_Objective_
Reproduce the part of the data that opens with the line containing "Where can the broken" and closes with the line containing "point(329, 203)", both lines included, requests and all. Add 46 to every number in the answer coordinates, and change nothing else.

_Source records_
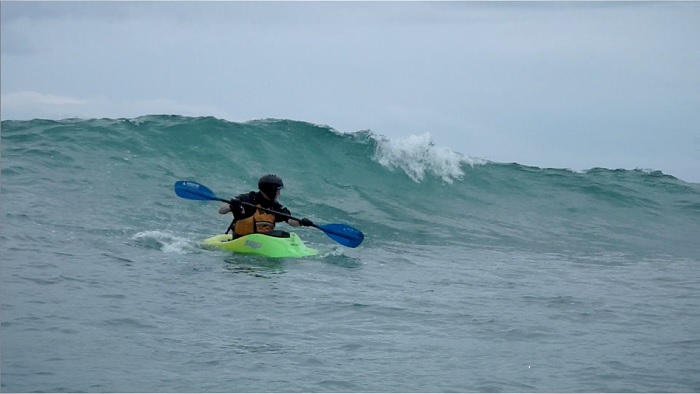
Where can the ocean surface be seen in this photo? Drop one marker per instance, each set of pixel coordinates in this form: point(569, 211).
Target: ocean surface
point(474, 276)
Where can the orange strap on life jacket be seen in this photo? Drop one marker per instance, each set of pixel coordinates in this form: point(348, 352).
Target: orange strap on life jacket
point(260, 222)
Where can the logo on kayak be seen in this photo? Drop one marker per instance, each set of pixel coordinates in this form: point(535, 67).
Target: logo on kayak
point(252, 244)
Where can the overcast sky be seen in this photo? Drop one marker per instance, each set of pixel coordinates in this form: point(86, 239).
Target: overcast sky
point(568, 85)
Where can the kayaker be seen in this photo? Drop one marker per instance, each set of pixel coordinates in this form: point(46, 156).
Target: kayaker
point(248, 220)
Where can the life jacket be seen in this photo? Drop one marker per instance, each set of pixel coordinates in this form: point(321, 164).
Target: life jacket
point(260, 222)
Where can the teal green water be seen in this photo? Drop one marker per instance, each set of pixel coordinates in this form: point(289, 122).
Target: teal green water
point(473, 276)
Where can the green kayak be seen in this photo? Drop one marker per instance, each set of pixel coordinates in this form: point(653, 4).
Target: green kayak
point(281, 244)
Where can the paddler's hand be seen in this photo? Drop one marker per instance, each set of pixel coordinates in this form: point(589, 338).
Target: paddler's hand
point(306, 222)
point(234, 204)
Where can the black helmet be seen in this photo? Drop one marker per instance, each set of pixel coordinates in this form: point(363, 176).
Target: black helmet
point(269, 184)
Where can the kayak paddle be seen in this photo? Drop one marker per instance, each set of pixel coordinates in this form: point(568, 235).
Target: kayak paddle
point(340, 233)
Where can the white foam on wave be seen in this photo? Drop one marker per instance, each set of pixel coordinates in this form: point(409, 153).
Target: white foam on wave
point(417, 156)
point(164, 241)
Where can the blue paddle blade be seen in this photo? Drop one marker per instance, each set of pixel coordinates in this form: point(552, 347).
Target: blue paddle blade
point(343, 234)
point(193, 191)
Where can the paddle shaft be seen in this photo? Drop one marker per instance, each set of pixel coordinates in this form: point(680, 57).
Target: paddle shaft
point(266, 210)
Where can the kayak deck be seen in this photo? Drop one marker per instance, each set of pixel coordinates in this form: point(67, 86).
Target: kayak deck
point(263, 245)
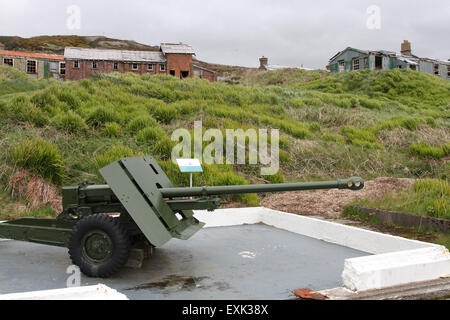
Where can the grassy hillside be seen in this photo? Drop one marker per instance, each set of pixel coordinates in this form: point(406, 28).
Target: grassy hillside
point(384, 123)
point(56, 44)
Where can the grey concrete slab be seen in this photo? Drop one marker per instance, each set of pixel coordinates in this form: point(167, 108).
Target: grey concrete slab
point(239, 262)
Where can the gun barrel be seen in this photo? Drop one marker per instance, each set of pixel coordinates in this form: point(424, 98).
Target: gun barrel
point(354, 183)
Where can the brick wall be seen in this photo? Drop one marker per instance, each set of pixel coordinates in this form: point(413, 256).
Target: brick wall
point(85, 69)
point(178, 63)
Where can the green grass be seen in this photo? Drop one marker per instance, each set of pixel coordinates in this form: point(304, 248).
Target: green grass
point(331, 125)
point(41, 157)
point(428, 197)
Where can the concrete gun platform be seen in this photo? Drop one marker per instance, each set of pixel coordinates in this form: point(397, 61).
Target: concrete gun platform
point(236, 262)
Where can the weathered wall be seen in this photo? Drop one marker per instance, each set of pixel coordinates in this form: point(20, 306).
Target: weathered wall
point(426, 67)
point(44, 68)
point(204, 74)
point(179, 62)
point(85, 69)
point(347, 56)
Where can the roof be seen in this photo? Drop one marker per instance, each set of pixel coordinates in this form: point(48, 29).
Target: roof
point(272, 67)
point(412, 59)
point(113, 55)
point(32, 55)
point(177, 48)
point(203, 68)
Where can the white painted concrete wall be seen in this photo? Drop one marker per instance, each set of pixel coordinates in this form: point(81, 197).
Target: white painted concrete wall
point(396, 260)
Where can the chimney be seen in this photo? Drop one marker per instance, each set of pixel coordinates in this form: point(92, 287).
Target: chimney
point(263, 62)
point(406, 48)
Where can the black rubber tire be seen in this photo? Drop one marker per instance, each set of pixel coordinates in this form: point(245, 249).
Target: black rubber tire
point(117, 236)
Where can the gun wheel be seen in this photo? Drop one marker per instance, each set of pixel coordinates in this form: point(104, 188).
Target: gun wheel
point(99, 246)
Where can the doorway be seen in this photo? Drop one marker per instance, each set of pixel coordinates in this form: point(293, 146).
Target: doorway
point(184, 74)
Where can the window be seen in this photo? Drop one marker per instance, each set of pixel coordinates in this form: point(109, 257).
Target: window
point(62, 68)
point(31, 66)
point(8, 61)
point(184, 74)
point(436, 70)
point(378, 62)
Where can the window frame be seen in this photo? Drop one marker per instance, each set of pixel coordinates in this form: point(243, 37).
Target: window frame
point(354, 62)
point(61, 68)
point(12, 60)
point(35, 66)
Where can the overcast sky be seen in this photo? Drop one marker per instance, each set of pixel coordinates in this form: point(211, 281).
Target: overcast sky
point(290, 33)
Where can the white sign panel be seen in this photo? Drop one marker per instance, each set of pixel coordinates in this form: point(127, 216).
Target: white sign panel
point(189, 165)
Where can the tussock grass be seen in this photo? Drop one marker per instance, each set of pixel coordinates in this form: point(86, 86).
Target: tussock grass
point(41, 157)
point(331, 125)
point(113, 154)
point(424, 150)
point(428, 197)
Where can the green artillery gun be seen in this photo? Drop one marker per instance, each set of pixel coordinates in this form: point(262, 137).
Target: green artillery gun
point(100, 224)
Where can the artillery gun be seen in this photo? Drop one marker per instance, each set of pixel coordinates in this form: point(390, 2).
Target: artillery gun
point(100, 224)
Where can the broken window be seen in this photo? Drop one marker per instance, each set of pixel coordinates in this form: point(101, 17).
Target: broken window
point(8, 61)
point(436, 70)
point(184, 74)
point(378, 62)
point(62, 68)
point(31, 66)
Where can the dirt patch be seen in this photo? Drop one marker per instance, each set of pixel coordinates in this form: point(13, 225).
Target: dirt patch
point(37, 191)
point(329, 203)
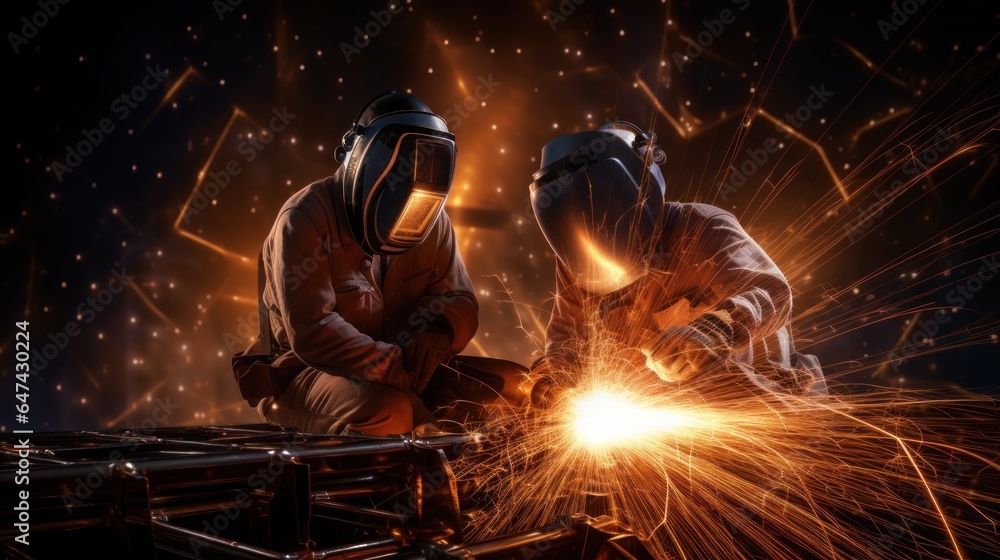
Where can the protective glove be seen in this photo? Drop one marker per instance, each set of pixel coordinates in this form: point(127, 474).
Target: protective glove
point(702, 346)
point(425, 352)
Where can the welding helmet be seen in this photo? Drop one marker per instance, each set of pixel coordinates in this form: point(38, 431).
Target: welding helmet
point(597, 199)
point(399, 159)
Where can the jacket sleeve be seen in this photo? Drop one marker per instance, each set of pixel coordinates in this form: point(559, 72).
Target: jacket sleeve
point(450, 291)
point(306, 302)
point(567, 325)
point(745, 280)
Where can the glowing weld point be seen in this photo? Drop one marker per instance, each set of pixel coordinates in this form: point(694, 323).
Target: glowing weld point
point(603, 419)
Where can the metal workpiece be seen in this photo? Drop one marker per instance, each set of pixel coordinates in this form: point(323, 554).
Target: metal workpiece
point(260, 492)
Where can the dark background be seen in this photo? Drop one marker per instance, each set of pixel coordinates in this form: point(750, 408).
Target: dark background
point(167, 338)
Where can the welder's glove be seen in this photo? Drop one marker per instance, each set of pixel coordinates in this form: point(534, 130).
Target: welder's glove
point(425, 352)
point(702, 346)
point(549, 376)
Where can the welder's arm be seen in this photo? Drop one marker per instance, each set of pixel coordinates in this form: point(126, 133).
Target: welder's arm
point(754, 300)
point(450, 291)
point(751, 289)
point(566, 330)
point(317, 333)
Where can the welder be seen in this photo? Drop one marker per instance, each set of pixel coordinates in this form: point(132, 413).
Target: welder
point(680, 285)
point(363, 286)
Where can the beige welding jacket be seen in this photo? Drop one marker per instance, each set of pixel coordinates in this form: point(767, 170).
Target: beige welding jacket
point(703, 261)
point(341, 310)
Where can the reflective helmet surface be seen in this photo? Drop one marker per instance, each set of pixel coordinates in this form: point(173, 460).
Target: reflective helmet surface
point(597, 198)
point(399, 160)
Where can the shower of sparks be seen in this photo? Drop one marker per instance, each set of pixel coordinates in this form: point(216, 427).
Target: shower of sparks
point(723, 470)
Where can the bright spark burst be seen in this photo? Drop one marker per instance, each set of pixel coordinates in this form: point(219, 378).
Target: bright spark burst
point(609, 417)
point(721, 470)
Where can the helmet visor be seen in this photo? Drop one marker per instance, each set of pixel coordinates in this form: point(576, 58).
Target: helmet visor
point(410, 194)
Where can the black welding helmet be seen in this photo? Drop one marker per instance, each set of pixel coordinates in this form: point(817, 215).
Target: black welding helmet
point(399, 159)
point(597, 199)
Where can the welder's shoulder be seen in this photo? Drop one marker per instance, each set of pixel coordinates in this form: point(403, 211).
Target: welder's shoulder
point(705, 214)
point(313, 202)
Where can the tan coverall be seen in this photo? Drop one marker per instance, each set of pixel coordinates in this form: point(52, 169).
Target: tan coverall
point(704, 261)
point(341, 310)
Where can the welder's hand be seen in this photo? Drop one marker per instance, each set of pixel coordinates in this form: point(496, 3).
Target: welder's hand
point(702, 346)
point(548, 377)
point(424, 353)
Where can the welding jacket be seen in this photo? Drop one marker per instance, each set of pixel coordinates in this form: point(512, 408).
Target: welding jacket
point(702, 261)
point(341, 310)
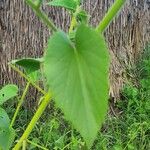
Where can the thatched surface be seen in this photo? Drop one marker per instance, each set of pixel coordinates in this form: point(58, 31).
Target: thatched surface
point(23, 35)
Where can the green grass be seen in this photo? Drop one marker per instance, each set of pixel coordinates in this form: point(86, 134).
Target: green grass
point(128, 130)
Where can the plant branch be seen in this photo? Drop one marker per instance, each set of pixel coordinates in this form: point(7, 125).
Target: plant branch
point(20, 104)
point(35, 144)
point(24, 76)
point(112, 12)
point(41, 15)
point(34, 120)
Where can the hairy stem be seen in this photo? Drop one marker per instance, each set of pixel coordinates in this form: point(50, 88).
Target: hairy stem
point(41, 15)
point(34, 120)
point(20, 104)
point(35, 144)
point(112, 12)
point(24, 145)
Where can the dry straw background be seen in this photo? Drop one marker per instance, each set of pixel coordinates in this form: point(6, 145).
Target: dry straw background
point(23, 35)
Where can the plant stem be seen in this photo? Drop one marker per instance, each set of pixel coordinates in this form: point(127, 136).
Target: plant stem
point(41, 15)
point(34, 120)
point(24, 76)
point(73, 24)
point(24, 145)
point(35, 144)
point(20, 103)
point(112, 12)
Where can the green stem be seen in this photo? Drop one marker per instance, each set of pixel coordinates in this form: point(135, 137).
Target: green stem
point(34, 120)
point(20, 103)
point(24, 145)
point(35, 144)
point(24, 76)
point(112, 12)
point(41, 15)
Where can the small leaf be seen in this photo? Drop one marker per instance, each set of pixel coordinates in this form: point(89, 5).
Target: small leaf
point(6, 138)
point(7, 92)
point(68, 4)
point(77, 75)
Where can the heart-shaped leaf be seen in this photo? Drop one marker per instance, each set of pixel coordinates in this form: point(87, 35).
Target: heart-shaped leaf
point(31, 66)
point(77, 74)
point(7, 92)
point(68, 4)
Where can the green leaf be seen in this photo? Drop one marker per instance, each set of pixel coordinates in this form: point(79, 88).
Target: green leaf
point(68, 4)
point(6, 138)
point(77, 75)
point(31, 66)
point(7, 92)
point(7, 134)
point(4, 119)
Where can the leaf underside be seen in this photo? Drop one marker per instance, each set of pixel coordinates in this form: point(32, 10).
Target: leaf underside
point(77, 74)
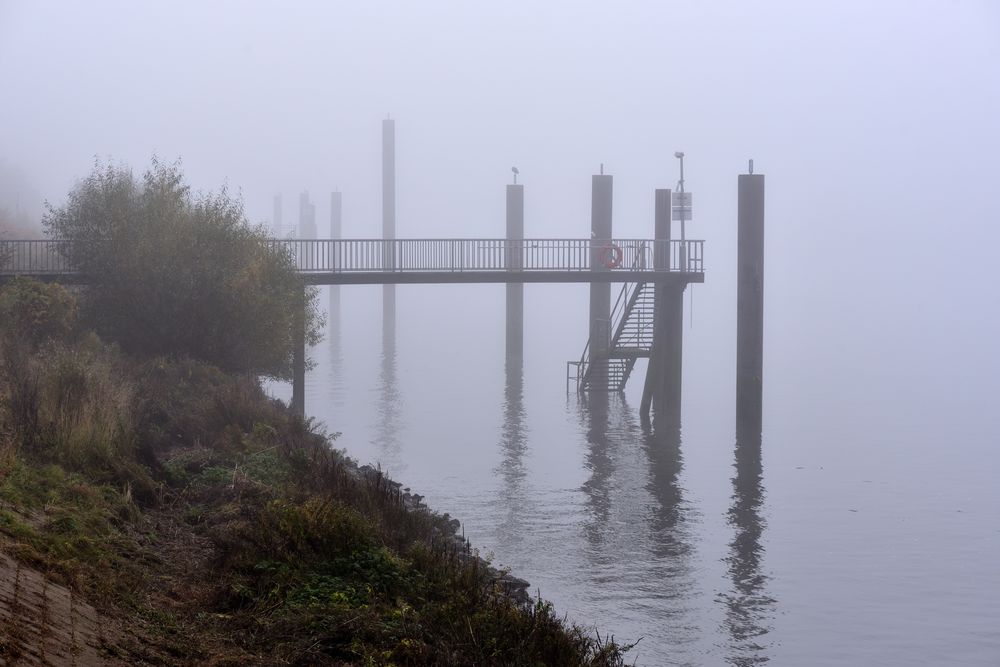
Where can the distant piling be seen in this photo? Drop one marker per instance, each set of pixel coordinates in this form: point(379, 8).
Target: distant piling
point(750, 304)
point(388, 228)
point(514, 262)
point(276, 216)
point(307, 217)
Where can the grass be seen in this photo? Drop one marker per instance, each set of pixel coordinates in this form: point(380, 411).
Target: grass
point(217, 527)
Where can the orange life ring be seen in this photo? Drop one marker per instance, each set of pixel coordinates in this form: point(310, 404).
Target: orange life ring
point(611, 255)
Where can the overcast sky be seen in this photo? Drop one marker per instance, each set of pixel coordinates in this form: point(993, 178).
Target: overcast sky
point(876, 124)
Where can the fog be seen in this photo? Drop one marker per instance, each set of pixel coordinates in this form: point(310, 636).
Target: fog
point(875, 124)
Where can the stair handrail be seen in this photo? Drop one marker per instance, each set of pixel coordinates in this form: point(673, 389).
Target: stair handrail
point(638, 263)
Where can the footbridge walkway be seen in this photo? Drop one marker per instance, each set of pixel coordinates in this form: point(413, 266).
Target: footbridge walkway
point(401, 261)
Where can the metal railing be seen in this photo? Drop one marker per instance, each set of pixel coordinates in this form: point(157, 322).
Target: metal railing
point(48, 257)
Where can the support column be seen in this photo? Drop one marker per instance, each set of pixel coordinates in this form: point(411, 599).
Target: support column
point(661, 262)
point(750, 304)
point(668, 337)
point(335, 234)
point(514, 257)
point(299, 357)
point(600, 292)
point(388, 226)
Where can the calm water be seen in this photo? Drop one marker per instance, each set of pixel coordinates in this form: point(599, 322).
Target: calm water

_Result of this exercise_
Where can the broken window be seen in this photo? Drop one marker per instance, each set of pixel coordinates in this form: point(101, 17).
Target: broken window
point(54, 107)
point(482, 116)
point(230, 120)
point(424, 108)
point(108, 114)
point(77, 112)
Where can the dirt patch be seen in this photo? Drop one marker per instance, each set of pixel coordinates in this form: point(13, 225).
Target: dirt patch
point(83, 237)
point(375, 249)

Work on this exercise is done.